I think it’s wild because one of my best friends @shakotancisco is Cape Verdean. My mans is PROUD of his heritage. How can Amber Rose be of such beautiful heritage and hate herself so much to deny her own blackness? 

This is one of the reasons why I can’t ride with Amber Rose. I know a lot of my followers may take issue with this, but aside from her apparent love for her child, nearly everything else she does seems to be nothing more than her making herself feel comfortable about her own delusions and justifying her behavior in the process. To me, it seems like her anti slut-shaming and sexual liberation crusade is less about standing up for (primarily) women (but men too), is a matter of cleaning up her own public perception.

Amber Rose makes herself the “other,” or, “the exception.” It’s as if she’s saying, “I’m not really black, I’m just a perfect mixture of races,” and this further supports the fetishization of mixed women. You mentioned that her reality was that she may not see love first and that using men for her own personal gain was just what she had to do. I can see that and it makes sense. However, in her case, it seems like she revels in it, almost maliciously, until someone calls her on it and she reverts back to the anti slut-shaming argument.

Though problematic, I enjoy her clapbacks and I think she’s hilarious in her pettiness. I liked (past tense) that she was providing a voice to those who own their sexuality. I liked (also past tense) that she was making a point to create her own lane and challenge the notion that she was a ‘creation’ of Kanye West. And I really liked (yup, past tense again) that she handled herself through the nonsense and media slander with grace and dignity.

But then, she goes on to deny her blackness and it immediately makes me distrustful of her. Without her clapbacks, is she much different than Raven or Stacey Dash? Is she even worth taking seriously if she denies who she really is? Is her carefully crafted persona nothing more than armor that she wears to protect her own insecurities about her identity? I just don’t buy it. 

As a non-sex worker–I do not critique sex work which includes dancing, stripping, partial and full services.

She has sold/possibly still sells sexual fantasy/services/sexual appeal as a living – and she’s gotten a lot of money for it. If she revels in it, she has a right to. If someone is rewarded with money or items for sex acts/sexual performance/sex appeal, then that becomes a justified connection. In this entire side of the house, it’s incredibly important to note that if she does have a particularly toxic view of using men for money, it did not happen in a vacuum.

· · · · ·

Answer these from the excerpt about Amber Rose above.
(a) What heritage does the writer's friend @shakotancisco have?
(b) Whose "creation" was Amber Rose said to be, a notion she challenged?
(c) Which two people does the writer ask whether she is much different from without her clapbacks?

▸ RECORD EXCERPTS:
· · · · ·

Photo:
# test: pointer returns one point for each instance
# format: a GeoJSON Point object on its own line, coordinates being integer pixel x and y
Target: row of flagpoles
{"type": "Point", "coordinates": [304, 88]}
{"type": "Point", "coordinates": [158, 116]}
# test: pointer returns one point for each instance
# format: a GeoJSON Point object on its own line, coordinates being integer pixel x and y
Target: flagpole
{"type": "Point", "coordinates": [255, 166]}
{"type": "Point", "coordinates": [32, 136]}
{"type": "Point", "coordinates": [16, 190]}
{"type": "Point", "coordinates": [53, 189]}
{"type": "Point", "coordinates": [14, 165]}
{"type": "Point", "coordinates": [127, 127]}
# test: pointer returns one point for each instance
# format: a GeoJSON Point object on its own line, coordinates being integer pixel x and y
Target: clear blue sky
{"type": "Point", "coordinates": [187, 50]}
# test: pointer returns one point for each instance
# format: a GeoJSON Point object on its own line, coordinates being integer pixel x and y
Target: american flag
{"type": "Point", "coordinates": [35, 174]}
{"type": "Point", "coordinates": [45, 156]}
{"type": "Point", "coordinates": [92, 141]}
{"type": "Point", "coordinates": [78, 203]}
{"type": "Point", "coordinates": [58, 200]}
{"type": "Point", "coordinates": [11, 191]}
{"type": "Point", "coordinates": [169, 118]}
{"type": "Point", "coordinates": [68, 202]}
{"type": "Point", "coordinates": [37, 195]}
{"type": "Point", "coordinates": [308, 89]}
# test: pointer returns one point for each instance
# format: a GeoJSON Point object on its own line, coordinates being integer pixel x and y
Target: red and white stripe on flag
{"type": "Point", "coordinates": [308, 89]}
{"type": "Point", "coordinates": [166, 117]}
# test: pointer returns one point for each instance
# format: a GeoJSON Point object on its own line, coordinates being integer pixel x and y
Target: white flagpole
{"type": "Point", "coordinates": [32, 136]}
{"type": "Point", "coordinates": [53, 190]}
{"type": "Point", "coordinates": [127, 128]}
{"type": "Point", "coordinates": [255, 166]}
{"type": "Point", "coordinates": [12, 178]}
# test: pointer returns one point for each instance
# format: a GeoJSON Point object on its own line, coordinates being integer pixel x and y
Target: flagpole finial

· · · · ·

▸ THE ANSWER:
(a) Cape Verdean
(b) Kanye West
(c) Raven and Stacey Dash